**Text shown:**
** Begin **

Every character returned by the recognizer will have a confidence level
associated with it. If that confidence level is less than the value of
clTryDictionary, that character will not be included in any enumeration
sent to the dictionary. For example, if the user enters "{1|l}ow" and the
recognizer reports that the confidence level for "1" is 60 and the
confidence for "l" is 40 when the "cut off" threshold, clTryDictionary, is
50, the dictionary will only be called with the symbol values "1ow". (NOTE:
This process of enumeration using clTryDictionary is under refinement; it
may change in some future prerelease.)
rc.dwDictParam
This variable is reserved for dictionaries that require more specific
information when called by the system. The information placed in this
variable is passed on to the dictionary function as the ID parameter.
Applications can use this variable to store information that might be very
specific to the RC structure that the application is currently using. When
using this variable, it is important that the application controls what
dictionary will be called because the dwDictParam is sent to every
dictionary in the list. For this reason, if this variable is used, the
application should be aware of all the dictionaries in the list so that
only the dictionaries that can support this ID value will receive the
message.
There are ways to invoke the dictionary other than placing the dictionary
function callback address in the rc.rglpdf list. Every WM_RCRESULT message
contains the symbol graph that represents that user's input. To simulate
the operations of the system, an application can call the
DictionarySearch() function and it will mimic the calls that the system
makes before the application receives the WM_RCRESULT message. This can be
useful for calling a dictionary with information that needs to be
"recognized" in context. For example, if the user writes "at" on top of
the "is" in the word "this", it might be useful to have the application
defer the dictionary search until after it receives the WM_RCRESULT
message. The application would then call the DictionarySearch() function
with the symbol graph "that" instead of having the system call the
dictionary with "at".
MESSAGES
When designing a dictionary, it is necessary to be aware of the messages
that are required to support system services and the messages that support
desired enhanced functionality. The most important message is the
DIRQ_STRING message. If the dictionary is ever called by the system, it
will be called with the DIRQ_STRING message. All other messages are
optional.
The messages, defined by Microsoft, can be combined into logical groups.

** End **

**Short task 1:**
Collect every row that contains the string "sweater", with case counting.
The text and the rows are separate, unrelated material.

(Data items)

** Begin **

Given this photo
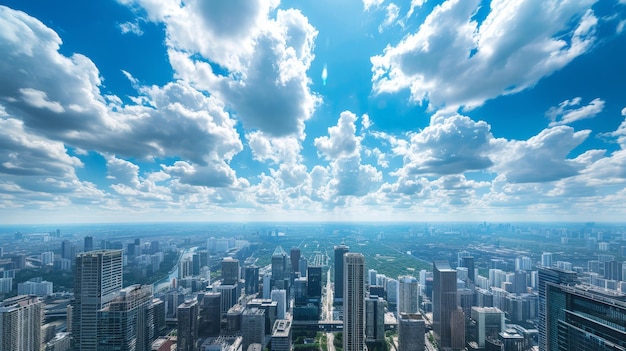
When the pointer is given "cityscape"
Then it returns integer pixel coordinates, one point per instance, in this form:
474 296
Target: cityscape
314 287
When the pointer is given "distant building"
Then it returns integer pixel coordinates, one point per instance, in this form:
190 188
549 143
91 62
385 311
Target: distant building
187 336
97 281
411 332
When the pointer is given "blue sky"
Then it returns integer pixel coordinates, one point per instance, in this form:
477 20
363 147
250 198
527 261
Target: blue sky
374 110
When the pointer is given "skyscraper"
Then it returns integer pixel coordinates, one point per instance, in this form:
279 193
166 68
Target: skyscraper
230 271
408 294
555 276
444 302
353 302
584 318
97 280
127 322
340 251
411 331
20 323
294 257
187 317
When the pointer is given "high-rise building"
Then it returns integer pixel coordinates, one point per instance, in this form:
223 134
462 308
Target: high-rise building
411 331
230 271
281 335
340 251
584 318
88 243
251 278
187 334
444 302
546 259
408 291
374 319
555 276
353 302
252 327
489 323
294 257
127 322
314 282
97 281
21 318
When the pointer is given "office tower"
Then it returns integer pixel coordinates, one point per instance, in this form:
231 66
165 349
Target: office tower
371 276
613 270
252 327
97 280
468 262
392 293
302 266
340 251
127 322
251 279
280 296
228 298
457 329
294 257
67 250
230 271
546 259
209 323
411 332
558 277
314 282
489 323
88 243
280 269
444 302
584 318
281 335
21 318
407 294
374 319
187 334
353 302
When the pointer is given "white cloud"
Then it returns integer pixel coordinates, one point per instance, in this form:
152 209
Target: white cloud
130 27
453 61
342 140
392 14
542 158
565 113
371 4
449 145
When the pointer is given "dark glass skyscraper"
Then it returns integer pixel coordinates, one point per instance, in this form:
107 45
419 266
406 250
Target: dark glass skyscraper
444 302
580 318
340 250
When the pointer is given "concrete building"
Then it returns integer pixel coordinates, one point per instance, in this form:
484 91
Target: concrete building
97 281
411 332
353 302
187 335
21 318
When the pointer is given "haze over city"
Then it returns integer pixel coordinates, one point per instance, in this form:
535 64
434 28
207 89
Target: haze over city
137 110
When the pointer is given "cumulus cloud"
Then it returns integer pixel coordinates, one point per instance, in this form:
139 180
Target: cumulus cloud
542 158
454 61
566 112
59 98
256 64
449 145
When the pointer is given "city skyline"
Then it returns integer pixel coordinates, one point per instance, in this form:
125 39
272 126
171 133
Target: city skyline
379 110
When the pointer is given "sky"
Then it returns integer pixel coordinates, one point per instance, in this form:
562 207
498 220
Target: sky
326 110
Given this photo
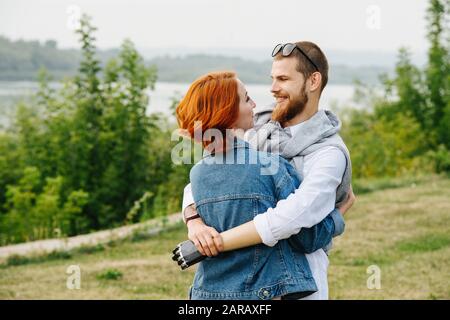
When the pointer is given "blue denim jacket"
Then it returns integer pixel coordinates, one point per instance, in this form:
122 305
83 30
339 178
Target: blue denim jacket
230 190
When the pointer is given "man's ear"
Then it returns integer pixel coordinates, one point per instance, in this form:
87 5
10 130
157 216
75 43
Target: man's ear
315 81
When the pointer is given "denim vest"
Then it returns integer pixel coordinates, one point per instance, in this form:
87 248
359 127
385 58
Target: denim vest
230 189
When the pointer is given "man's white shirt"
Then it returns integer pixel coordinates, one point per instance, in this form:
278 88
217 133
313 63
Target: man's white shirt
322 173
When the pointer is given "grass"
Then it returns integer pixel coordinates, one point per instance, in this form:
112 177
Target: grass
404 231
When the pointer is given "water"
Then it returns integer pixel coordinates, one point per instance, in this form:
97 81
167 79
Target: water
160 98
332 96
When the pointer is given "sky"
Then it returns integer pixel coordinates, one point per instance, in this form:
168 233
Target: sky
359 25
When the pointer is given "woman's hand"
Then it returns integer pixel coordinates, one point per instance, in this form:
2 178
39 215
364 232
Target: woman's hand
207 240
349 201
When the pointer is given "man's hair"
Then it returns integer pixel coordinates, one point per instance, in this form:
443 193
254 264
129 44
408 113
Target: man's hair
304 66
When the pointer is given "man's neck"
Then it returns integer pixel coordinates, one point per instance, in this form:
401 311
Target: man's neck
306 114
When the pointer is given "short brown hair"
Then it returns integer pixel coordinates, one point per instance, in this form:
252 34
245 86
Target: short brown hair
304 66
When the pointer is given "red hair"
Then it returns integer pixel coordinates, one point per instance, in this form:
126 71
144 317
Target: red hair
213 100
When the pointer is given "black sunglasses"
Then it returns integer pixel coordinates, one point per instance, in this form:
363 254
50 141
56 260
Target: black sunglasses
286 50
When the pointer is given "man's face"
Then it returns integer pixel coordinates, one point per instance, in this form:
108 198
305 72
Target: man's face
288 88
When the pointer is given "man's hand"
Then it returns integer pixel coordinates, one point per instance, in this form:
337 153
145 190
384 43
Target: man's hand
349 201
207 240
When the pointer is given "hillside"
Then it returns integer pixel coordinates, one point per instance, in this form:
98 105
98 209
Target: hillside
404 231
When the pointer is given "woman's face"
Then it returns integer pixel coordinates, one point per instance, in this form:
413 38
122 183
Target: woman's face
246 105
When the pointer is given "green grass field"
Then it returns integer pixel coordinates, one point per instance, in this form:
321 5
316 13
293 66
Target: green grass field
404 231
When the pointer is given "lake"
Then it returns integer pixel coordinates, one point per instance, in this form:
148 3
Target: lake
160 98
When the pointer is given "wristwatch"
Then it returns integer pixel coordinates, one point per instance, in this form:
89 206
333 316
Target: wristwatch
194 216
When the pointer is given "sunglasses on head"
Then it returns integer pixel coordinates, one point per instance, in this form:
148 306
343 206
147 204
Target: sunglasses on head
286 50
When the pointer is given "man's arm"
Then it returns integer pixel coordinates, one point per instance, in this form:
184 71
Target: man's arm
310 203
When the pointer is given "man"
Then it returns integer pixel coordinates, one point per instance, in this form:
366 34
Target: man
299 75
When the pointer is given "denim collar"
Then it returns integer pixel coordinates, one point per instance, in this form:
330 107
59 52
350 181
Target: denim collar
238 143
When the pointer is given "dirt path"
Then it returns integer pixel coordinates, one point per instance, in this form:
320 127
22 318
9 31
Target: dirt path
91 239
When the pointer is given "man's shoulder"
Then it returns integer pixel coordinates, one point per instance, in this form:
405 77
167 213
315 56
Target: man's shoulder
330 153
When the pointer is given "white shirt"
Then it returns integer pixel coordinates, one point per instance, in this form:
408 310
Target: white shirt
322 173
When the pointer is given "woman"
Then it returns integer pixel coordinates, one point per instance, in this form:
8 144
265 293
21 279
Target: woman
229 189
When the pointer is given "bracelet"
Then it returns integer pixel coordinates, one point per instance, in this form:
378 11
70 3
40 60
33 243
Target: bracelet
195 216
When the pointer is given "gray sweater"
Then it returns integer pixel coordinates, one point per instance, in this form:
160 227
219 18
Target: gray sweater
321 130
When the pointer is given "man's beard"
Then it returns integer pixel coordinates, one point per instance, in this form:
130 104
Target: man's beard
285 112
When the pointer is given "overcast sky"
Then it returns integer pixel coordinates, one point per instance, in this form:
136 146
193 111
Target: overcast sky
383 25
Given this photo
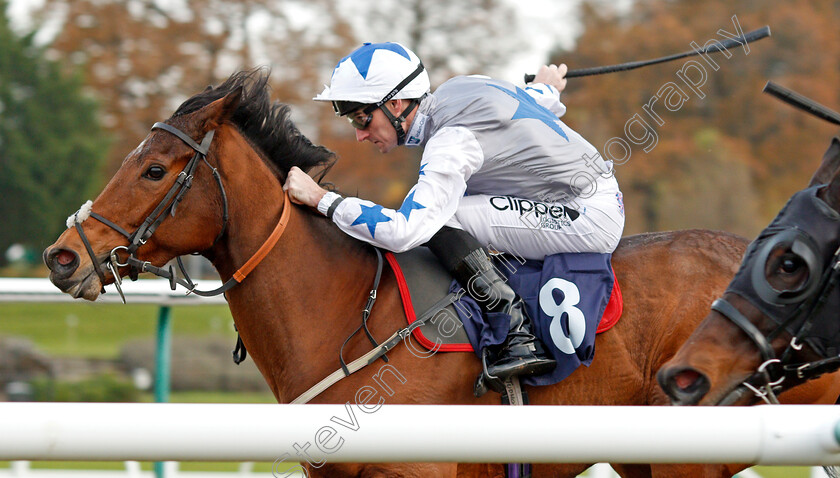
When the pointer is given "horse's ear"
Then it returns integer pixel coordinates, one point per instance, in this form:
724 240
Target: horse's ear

** End **

**Short task 2:**
Answer these questions from the text on recognizer dictionaries:
(a) With the clTryDictionary threshold at 50, which symbol values is the dictionary called with in the "{1|l}ow" example?
(b) As which parameter is the information in rc.dwDictParam passed to the dictionary function?
(c) Which message will a dictionary always be called with if the system ever calls it?

**Final result 1:**
When the pointer is given "gray sweater"
Target: gray sweater

**Final result 2:**
(a) "1ow"
(b) The ID parameter
(c) The DIRQ_STRING message